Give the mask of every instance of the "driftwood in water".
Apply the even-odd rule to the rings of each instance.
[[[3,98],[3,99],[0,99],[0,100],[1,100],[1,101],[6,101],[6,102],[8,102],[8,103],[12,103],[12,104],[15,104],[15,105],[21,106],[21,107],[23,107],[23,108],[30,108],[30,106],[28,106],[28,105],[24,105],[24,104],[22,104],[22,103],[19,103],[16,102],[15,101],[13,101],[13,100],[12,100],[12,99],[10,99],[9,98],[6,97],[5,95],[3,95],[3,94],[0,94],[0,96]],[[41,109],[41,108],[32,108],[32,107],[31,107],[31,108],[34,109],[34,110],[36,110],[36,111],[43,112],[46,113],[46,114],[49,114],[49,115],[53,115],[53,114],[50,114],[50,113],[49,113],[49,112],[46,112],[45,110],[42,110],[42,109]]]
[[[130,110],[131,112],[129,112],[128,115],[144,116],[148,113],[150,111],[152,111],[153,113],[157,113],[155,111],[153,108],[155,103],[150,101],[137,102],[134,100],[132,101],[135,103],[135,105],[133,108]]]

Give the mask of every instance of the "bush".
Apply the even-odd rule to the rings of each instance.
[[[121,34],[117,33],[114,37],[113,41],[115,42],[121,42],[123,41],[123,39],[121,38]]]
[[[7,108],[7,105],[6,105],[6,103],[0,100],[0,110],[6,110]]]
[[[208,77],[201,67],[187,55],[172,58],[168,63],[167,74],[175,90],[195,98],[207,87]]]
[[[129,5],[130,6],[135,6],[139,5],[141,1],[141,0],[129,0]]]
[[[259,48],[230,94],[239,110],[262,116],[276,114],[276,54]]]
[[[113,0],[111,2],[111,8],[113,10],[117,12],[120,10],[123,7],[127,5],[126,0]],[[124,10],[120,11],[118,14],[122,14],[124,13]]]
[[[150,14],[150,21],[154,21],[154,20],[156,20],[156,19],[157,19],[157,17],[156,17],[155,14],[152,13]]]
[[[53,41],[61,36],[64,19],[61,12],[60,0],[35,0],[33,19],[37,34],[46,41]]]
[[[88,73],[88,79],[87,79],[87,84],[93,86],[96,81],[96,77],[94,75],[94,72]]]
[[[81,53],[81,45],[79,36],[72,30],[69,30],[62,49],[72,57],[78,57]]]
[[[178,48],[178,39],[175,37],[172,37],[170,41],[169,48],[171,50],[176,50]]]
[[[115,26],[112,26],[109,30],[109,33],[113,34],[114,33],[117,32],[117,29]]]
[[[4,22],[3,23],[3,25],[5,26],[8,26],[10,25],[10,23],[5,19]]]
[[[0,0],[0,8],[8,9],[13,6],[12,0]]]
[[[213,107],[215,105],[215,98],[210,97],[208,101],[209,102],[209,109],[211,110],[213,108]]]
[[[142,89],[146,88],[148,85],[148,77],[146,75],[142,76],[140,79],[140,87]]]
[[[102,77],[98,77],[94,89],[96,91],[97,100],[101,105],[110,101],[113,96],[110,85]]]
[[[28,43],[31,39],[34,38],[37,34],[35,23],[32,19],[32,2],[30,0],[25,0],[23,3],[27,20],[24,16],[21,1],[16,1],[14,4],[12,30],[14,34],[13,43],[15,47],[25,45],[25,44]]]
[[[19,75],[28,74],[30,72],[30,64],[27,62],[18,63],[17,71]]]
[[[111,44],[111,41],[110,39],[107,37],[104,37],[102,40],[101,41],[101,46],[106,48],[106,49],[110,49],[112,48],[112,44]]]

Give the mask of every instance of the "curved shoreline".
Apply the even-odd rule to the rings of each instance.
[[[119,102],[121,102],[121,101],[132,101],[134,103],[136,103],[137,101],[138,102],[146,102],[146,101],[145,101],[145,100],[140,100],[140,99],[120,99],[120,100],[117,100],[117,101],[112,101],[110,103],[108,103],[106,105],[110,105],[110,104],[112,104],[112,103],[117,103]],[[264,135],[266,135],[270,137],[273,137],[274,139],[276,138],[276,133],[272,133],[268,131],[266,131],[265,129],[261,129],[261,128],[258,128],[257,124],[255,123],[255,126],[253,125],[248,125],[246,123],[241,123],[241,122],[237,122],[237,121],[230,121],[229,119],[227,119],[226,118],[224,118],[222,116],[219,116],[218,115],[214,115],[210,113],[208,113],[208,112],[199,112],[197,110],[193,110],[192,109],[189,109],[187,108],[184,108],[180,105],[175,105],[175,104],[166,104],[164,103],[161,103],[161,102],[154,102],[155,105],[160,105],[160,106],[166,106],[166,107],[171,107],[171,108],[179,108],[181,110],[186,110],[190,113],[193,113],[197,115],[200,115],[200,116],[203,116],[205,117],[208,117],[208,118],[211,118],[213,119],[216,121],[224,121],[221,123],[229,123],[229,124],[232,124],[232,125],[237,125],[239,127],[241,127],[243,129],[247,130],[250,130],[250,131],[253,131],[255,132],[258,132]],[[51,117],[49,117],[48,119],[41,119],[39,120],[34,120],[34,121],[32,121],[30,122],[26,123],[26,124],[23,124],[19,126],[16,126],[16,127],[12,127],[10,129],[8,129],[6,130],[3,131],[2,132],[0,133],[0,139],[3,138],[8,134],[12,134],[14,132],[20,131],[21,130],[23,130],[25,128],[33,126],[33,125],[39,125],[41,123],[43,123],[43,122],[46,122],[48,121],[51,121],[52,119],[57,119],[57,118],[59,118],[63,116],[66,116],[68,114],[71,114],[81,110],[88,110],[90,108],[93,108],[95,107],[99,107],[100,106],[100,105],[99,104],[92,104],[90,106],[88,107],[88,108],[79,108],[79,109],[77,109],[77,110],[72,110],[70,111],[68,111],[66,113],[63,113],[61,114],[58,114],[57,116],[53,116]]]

§ Description of the task
How many lines of the data above contain the word "every"? Reply with the number only.

§ Task response
3